__TEXTE__
La France doit donc plus que jamais s'efforcer de promouvoir une convergence de vues et d'action européenne : c'est la seule manière de faire durablement face aux menaces qui se présentent à nous.
Ces menaces sont d'abord conventionnelles. Dans le Golfe, où les missiles iraniens ne sont pas tombés si loin des emprises de nos personnels en Irak, les comportements demeurent imprévisibles, et les risques d'escalade bien réels, ce qui rend indispensable de conserver des capacités sur tout le spectre de l'action militaire.
Ces menaces sont aussi nucléaires : en témoignent l'érosion des accords censés limiter les vastes arsenaux américains et russes, le rattrapage chinois à marche forcée et l'échec du dispositif multilatéral à contenir les crises nord-coréenne et iranienne.
Ces menaces sont également hybrides, c'est-à-dire qu'elles combinent différents modes d'action difficilement attribuables. Le cyber défie ainsi volontiers les attributions, bien qu'il s'impose graduellement comme un nouveau champ de bataille.
Enfin, la menace terroriste persiste. Pour la contenir, au-delà des actions cinétiques, il faut créer les conditions du développement et de la sécurité. Il n'existe pas de recette miracle contre la radicalisation : la lutte passe autant par des actions pour nos partenaires que contre nos ennemis.
Face à ces différents types de menaces, nous avons besoin de moyens. La loi de programmation militaire 2019-2025 a ainsi acté une augmentation aussi conséquente qu'indispensable de nos moyens matériels et humains.
Nous avons aussi besoin du soutien des Français, sans lequel toute résilience est illusoire. La bataille de l'opinion n'est pas une figure de style, et la guerre de l'information est une réalité. Nous ne devons pas, nous ne pouvons pas laisser les groupes terroristes ou certains États disqualifier et délégitimer nos actions dans le champ des perceptions.

__DONNÉES ENREGISTRÉES__

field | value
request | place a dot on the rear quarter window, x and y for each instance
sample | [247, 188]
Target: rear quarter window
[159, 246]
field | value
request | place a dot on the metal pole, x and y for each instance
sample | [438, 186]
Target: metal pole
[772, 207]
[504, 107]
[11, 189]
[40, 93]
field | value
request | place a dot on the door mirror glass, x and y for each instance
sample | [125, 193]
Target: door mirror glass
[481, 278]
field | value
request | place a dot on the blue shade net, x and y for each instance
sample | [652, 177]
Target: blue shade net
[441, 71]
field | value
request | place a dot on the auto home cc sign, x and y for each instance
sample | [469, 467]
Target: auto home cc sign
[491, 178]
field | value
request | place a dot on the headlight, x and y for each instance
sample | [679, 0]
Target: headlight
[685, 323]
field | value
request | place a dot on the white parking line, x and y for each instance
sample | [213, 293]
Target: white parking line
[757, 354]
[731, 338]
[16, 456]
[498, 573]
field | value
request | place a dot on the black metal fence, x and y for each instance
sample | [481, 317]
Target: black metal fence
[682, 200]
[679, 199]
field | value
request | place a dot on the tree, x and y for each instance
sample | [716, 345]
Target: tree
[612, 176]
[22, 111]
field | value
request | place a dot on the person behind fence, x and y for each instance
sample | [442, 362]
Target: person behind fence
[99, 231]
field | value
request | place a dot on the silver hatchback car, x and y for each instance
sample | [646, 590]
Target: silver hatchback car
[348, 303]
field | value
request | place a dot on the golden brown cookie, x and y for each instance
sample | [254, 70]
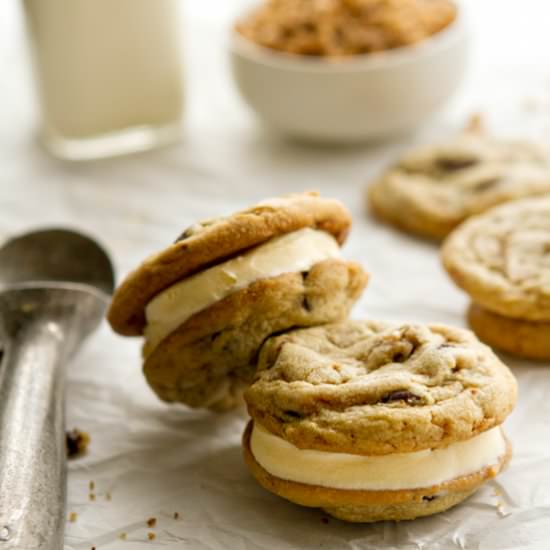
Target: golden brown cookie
[502, 259]
[433, 189]
[211, 358]
[373, 388]
[373, 421]
[208, 302]
[212, 241]
[529, 339]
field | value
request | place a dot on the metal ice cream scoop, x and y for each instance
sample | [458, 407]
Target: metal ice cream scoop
[54, 288]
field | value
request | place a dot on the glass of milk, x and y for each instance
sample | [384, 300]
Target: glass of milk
[109, 74]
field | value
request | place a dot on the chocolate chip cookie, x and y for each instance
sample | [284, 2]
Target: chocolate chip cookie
[207, 302]
[375, 421]
[433, 189]
[502, 260]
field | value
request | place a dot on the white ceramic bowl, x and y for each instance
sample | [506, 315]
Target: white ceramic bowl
[364, 97]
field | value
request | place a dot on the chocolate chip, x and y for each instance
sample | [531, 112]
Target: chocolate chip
[77, 443]
[451, 164]
[487, 184]
[402, 395]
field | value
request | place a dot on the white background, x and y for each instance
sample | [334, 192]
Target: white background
[155, 459]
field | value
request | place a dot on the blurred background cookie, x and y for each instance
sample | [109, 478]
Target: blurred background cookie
[432, 189]
[502, 259]
[207, 302]
[377, 421]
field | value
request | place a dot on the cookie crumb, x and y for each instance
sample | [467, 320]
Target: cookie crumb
[77, 443]
[151, 522]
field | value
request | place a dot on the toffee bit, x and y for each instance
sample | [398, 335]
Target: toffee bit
[77, 443]
[151, 522]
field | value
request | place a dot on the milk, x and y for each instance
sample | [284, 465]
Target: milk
[106, 67]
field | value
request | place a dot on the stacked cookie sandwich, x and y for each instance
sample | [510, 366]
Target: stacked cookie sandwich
[374, 421]
[502, 260]
[367, 420]
[207, 302]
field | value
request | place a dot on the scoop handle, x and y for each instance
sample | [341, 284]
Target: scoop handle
[40, 330]
[32, 439]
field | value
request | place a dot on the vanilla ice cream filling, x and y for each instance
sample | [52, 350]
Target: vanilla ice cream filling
[375, 473]
[294, 252]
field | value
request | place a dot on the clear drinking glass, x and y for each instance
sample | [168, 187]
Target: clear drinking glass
[109, 74]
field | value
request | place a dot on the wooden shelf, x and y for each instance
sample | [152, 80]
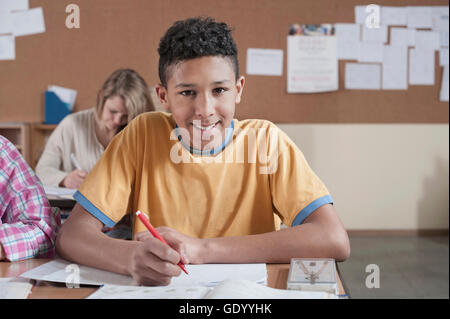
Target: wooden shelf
[28, 138]
[19, 135]
[39, 134]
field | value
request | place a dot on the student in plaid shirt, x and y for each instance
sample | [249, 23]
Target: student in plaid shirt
[28, 224]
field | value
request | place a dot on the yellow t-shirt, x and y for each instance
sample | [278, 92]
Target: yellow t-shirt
[232, 191]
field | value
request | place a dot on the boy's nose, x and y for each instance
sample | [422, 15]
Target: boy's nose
[119, 119]
[204, 106]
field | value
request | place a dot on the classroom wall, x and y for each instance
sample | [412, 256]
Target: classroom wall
[381, 176]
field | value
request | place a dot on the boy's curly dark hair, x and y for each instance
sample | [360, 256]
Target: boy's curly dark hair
[193, 38]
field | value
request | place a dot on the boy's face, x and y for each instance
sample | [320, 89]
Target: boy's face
[201, 94]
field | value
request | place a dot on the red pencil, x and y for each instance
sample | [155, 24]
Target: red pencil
[155, 233]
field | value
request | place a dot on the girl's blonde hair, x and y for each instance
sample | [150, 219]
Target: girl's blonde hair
[131, 87]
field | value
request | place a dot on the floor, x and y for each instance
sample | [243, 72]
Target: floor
[408, 267]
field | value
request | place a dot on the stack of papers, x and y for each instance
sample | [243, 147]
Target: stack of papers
[14, 288]
[228, 289]
[59, 191]
[207, 275]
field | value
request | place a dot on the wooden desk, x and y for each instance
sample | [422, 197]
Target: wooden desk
[62, 203]
[276, 278]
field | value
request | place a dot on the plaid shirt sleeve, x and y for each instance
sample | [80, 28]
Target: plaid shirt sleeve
[28, 224]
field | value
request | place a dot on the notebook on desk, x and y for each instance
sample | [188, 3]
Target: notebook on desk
[228, 289]
[206, 275]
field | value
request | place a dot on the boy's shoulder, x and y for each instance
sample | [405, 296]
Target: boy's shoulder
[153, 119]
[255, 124]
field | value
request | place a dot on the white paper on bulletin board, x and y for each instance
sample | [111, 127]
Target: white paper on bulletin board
[312, 64]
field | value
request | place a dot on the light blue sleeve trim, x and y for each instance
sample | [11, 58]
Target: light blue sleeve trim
[305, 212]
[83, 201]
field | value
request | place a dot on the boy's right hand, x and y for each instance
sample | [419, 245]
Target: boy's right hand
[74, 179]
[154, 263]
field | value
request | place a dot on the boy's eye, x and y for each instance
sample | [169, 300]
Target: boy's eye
[219, 90]
[187, 93]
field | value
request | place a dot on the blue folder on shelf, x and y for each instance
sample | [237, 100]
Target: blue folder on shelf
[55, 108]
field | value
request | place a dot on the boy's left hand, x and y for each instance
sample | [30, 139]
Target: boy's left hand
[188, 247]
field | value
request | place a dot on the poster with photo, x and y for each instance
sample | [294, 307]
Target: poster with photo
[312, 64]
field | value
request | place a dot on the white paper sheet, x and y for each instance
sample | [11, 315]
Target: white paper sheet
[59, 191]
[360, 76]
[66, 95]
[6, 25]
[199, 275]
[7, 47]
[229, 289]
[264, 62]
[377, 35]
[394, 15]
[427, 40]
[312, 64]
[403, 37]
[14, 288]
[443, 56]
[28, 22]
[212, 274]
[395, 68]
[444, 38]
[419, 17]
[348, 40]
[129, 292]
[443, 96]
[421, 67]
[10, 5]
[360, 14]
[440, 19]
[370, 52]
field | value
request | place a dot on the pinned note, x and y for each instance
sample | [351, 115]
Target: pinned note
[265, 62]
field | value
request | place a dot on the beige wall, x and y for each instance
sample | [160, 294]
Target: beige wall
[381, 176]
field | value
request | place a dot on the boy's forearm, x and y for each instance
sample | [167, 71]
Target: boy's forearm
[307, 240]
[93, 248]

__ACTIONS REQUISES__
1: Transcrivez le passage du texte sur les menaces, en commençant à « La France doit » et en terminant à « présentent à nous. ».
2: Reformulez sous forme de liste le paragraphe du texte sur les menaces qui commence par « Ces menaces sont aussi nucléaires », en conservant ses faits principaux.
Les lignes n'entrent pas en jeu dans ce travail.

__SOLUTIONS PROPOSÉES__
1:
La France doit donc plus que jamais s'efforcer de promouvoir une convergence de vues et d'action européenne : c'est la seule manière de faire durablement face aux menaces qui se présentent à nous.

2:
Menaces nucléaires, dont témoignent :
- l'érosion des accords censés limiter les vastes arsenaux américains et russes ;
- le rattrapage chinois à marche forcée ;
- l'échec du dispositif multilatéral à contenir les crises nord-coréenne et iranienne.